Given entries:
· · · · · · ·
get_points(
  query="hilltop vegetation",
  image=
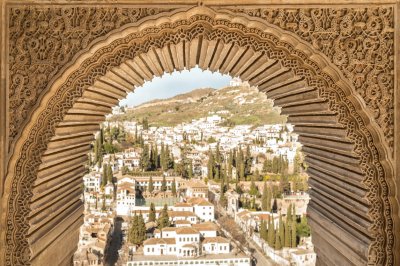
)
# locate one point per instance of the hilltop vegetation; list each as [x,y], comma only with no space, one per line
[239,105]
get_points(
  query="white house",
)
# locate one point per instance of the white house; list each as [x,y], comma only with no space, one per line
[215,245]
[92,182]
[203,209]
[125,198]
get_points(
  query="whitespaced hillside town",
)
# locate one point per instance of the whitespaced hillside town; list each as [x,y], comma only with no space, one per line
[198,193]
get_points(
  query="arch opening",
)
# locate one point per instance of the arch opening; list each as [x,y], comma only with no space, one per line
[333,127]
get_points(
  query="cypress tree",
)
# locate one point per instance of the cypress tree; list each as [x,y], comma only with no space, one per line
[287,234]
[145,159]
[164,184]
[151,185]
[163,219]
[101,138]
[263,230]
[271,233]
[253,188]
[162,158]
[293,235]
[278,244]
[265,205]
[103,206]
[104,177]
[248,161]
[173,188]
[133,230]
[156,157]
[152,213]
[141,229]
[210,165]
[151,158]
[281,233]
[190,170]
[109,174]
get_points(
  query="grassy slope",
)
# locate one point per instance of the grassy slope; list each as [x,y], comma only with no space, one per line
[256,110]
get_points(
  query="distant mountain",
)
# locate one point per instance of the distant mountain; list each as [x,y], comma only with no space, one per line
[239,105]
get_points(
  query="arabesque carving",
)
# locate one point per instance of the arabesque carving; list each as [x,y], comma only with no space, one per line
[44,40]
[183,30]
[360,41]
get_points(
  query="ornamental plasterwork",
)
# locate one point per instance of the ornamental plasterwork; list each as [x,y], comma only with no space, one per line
[43,41]
[113,56]
[357,40]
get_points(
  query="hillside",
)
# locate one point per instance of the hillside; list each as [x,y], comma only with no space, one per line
[240,105]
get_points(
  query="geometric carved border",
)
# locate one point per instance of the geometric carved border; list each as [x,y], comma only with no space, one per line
[375,174]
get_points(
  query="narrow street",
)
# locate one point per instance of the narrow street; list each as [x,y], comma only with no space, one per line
[260,258]
[115,245]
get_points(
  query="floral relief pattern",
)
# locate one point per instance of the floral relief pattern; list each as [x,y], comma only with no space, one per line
[359,41]
[44,40]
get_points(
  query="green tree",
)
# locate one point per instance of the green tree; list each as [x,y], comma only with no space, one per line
[173,188]
[125,170]
[248,161]
[223,200]
[163,162]
[151,185]
[271,233]
[152,213]
[253,188]
[164,184]
[103,206]
[293,236]
[210,165]
[302,228]
[263,231]
[266,198]
[281,233]
[133,230]
[104,177]
[109,174]
[190,171]
[141,229]
[145,163]
[163,218]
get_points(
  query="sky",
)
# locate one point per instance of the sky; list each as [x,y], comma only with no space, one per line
[170,85]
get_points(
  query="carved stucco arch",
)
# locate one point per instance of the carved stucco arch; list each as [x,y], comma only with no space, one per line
[359,136]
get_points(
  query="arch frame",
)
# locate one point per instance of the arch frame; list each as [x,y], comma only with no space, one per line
[338,77]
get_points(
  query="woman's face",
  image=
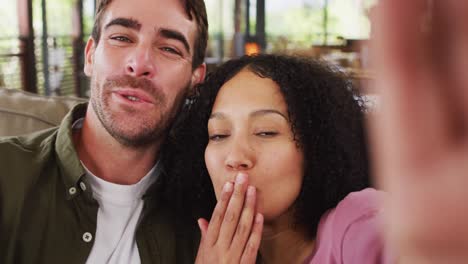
· · · · · · ·
The pictures should not be reproduced; quote all of the other material exactly.

Solved exercise:
get_points(
  query="hilltop vegetation",
  image=
)
# locate one point per instance of the hilltop vegetation; list each as [x,y], comma only with no space, one per line
[239,105]
get_points(
  query="white house",
)
# locate one point per instance of the white house; list each as [x,y], comma only with no space, one per line
[215,245]
[92,182]
[203,209]
[125,198]
get_points(
  query="whitespaced hillside town",
)
# locate one point per instance of the whitespaced hillside town; list each as [x,y], comma only with no space, one per line
[198,193]
get_points(
  query="arch opening",
)
# locate one point per instance of the arch opening; list each as [x,y], comma only with no space, one per line
[333,127]
get_points(
  query="cypress tree",
)
# locate one point per instance of the cypress tree; list each as [x,y], comma only with no space, one per line
[287,234]
[145,159]
[164,184]
[151,185]
[163,219]
[101,138]
[263,230]
[271,233]
[253,188]
[162,158]
[293,235]
[278,244]
[265,205]
[103,206]
[104,177]
[248,161]
[173,188]
[133,230]
[156,157]
[152,213]
[141,229]
[210,165]
[151,158]
[281,233]
[190,170]
[109,174]
get_points(
  query="grassy slope",
)
# locate one point per instance of the grassy slope; list each as [x,y], comma only with no space, one per line
[256,110]
get_points(
  query="distant mountain",
)
# locate one point per instance of the distant mountain; list each as [x,y], comma only with no space, one per line
[239,105]
get_points(
  query="arabesque carving",
)
# locate one point per instance of the arabesque carving; list each as [x,y], comma only with no space, one per line
[44,40]
[183,30]
[360,41]
get_points(
  query="ornamental plasterwork",
)
# locate one point per instance of the ornamental plasterwork; list each as [x,y], comma only with no space, one per line
[43,41]
[113,56]
[357,40]
get_points(
  query="hillside",
)
# locate one point per instance of the hillside; list each as [x,y], comma only with no space, one per line
[240,105]
get_points(
  query="geometric carved border",
)
# locate one point per instance of the geometric carved border; list each as [x,y], comma only with no space, one per line
[375,174]
get_points(
  query="narrow street",
)
# locate one point per instance of the narrow street; list each as [x,y], comma only with no space, one per line
[260,258]
[115,245]
get_points(
  query="floral relief pattern",
)
# locate one point per instance of the floral relief pattern; list each as [x,y], comma only with no space, one per line
[359,41]
[44,40]
get_points(
  query="green tree",
)
# locate one point per instance of the green tree; list each as [x,y], comma only with no space, one per line
[173,188]
[125,170]
[248,161]
[223,200]
[163,162]
[151,185]
[271,233]
[152,213]
[253,188]
[164,184]
[103,206]
[293,236]
[210,165]
[302,228]
[263,231]
[266,198]
[281,233]
[133,230]
[104,177]
[109,174]
[190,171]
[141,229]
[145,163]
[163,218]
get_points(
  query="sky",
)
# locate one point per instance of the sky; list each as [x,y], comma only with no space, one per line
[170,85]
get_points(
  query="carved stucco arch",
)
# locate one point per instance of the carved stucco arch; list each as [x,y], comma only with no space, one per line
[359,136]
get_points(
  query="arch frame",
)
# locate one point per instance of the arch frame; list each as [x,y], comma only with no space, one per line
[338,77]
get_points(
  query="woman's face",
  image=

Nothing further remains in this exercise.